=== PASSAGE GIVEN ===

To a God Unknown
- First edition
- Author: John Steinbeck
- Language: English
- Genre: Fantasy novel
- Publisher: Robert O. Ballou
- Publication date: 1933
- Publication place: United States
- Media type: Print (hardback & paperback)
- Pages: Hardcover: 247, paperback: 240
- Preceded by: The Pastures of Heaven

= To a God Unknown =

Novel by John Steinbeck

To a God Unknown is a novel by John Steinbeck, first published in 1933. The book was Steinbeck's second novel (after Cup of Gold). Steinbeck found To a God Unknown extremely difficult to write; taking him roughly five years to complete, the novel proved more time-consuming than either East of Eden or The Grapes of Wrath, Steinbeck's longest novels.

==Plot==
The protagonist of this story is Joseph Wayne, a rancher who was born and lived his early life on his father's ranch. He is the third of his brothers, younger than Burton and Thomas, who are both already married, but older than Benjy. As he grows up, he feels a special connection to the land, and decides to move to California to create a homestead and start a family. His father, John Wayne, begs him not to go but finally acquiesces once he realizes Joseph's passion, and gives him his blessing. On his way west, Joseph meets "Old Juan" who encourages him to establish a home and throw a fiesta once his home is set up. After a time of wandering, Joseph enters California and records his homestead in the Nuestra Senora valley. He builds his house under a great oak tree, which comes to symbolize his deceased father. While building, he works with an Indian, Juanito, who offers to be his vaquero in exchange for friendship. Joseph hears about the "dry years", a lengthy drought that seems to be periodic, and is the bane of all the farmers in the area. He is convinced, however, that they will never come again. He writes to his brothers and tells them to come and join him, to take the land next to his. As they explore the land they have been given, Joseph and Juanito stumble upon a mossy rock and a deep spring in the center of a pine forest. It has an aura about it that makes everyone acknowledge that it is sacred, but it is frightening as well.

=== EXERCISE INPUTS ===

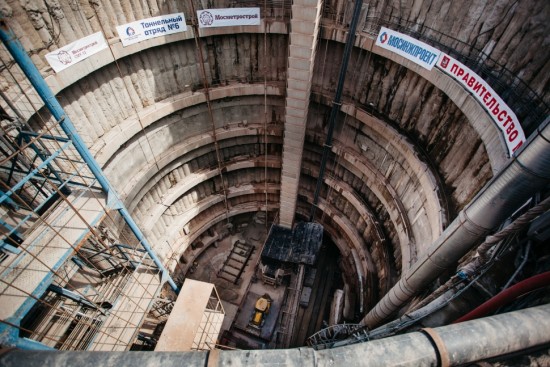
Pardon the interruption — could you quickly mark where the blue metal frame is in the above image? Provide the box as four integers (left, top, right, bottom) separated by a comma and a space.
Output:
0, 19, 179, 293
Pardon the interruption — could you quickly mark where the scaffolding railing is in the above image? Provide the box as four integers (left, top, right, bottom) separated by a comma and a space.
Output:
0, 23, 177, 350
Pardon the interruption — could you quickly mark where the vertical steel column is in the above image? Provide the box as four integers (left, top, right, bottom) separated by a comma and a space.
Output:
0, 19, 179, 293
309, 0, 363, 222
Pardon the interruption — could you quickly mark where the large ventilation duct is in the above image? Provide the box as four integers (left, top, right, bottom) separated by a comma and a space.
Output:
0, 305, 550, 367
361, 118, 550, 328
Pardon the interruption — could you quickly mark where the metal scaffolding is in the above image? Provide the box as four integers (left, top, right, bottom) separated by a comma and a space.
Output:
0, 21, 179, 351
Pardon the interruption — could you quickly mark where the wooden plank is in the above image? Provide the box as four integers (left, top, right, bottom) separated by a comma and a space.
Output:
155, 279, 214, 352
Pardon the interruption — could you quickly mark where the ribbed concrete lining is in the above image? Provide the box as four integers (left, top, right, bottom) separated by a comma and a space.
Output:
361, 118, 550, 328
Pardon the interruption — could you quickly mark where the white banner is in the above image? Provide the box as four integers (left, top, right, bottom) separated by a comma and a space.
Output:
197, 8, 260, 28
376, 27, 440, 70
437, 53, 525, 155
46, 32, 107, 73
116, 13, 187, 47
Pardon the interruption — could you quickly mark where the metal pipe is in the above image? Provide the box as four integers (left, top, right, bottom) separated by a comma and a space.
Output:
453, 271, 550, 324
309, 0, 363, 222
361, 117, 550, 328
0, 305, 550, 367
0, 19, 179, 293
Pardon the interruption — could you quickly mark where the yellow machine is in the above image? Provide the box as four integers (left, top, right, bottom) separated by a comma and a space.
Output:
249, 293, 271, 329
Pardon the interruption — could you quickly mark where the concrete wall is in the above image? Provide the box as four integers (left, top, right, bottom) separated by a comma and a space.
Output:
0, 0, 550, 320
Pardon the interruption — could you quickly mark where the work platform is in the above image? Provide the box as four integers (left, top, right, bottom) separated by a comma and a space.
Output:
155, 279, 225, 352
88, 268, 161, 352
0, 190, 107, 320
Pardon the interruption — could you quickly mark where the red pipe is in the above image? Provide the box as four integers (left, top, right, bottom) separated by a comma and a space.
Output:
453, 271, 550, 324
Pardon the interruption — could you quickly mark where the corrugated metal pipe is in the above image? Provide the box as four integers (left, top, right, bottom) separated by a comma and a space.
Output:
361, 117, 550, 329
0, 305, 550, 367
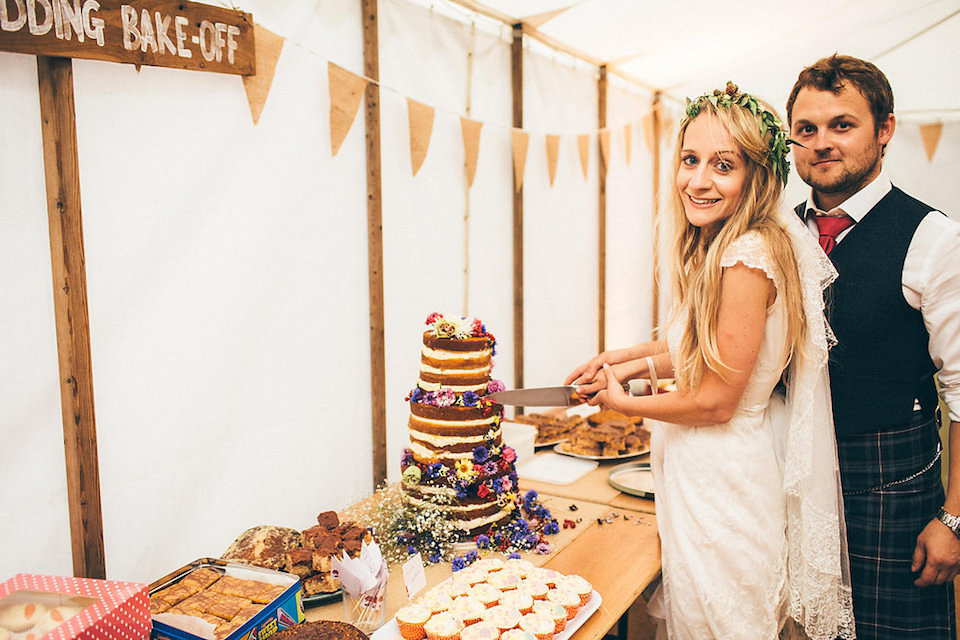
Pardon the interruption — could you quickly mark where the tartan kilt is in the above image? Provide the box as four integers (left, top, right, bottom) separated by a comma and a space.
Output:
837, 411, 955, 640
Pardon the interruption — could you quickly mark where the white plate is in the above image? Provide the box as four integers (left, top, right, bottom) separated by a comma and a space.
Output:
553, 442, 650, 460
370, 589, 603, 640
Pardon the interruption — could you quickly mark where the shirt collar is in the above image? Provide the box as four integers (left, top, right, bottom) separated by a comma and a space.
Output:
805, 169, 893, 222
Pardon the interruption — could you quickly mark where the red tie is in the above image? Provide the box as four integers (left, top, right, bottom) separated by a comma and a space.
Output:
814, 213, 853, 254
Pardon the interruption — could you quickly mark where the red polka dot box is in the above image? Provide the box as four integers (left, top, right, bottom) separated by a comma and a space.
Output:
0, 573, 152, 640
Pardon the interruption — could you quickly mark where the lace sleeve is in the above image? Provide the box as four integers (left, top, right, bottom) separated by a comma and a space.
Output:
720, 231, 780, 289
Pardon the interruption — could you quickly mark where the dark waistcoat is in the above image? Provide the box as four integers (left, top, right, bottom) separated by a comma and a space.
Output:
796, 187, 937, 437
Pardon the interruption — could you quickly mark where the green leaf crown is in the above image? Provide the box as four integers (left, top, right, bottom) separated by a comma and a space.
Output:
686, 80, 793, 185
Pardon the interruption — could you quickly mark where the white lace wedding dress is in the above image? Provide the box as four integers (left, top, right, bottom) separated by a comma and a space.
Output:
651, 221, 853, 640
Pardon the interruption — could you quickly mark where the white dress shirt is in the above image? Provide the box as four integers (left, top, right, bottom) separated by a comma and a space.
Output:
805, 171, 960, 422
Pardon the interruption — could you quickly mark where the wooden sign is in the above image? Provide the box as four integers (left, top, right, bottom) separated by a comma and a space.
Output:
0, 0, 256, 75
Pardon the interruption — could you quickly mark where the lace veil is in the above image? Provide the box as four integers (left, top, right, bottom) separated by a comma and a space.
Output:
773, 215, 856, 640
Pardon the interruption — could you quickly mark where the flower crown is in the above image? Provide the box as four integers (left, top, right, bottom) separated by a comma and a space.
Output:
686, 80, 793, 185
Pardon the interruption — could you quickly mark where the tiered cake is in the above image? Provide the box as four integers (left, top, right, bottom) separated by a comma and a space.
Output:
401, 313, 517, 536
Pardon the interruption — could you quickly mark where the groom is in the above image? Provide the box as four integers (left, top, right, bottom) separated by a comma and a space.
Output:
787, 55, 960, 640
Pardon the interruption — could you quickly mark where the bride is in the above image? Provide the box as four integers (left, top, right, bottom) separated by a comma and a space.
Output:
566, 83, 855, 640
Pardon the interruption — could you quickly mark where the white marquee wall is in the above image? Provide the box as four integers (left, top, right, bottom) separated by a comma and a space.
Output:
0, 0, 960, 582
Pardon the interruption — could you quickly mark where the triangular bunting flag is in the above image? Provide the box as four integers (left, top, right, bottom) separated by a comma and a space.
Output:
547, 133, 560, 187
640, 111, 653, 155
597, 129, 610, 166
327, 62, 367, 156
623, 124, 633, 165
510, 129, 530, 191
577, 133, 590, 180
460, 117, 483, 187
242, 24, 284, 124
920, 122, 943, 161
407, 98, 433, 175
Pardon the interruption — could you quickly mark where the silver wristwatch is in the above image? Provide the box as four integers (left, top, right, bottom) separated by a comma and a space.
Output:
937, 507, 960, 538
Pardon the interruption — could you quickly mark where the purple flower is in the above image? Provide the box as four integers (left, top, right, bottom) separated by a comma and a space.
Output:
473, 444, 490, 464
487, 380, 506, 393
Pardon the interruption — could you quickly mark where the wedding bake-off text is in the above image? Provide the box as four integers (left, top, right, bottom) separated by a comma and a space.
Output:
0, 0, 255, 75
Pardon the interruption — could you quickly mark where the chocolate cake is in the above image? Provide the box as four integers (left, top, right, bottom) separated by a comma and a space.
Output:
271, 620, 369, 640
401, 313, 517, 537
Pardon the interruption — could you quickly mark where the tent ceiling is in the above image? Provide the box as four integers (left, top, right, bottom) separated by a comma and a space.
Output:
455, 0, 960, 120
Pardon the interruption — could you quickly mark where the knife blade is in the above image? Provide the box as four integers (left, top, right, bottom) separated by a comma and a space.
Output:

===

- _SET TASK 1_: According to the article on To a God Unknown, roughly how long did Steinbeck take to complete the novel?
- _SET TASK 2_: Quote the listing from its very start through the line that contains "0, 23, 177, 350", both ends included, and leave out the pictures.
The article on To a God Unknown and the listing come from unrelated sources.

- _WRITTEN SOLUTION 1_: Roughly five years.

- _WRITTEN SOLUTION 2_:
Pardon the interruption — could you quickly mark where the blue metal frame is in the above image? Provide the box as four integers (left, top, right, bottom) separated by a comma and a space.
Output:
0, 19, 179, 293
Pardon the interruption — could you quickly mark where the scaffolding railing is in the above image? Provide the box as four integers (left, top, right, bottom) separated by a comma and a space.
Output:
0, 23, 177, 350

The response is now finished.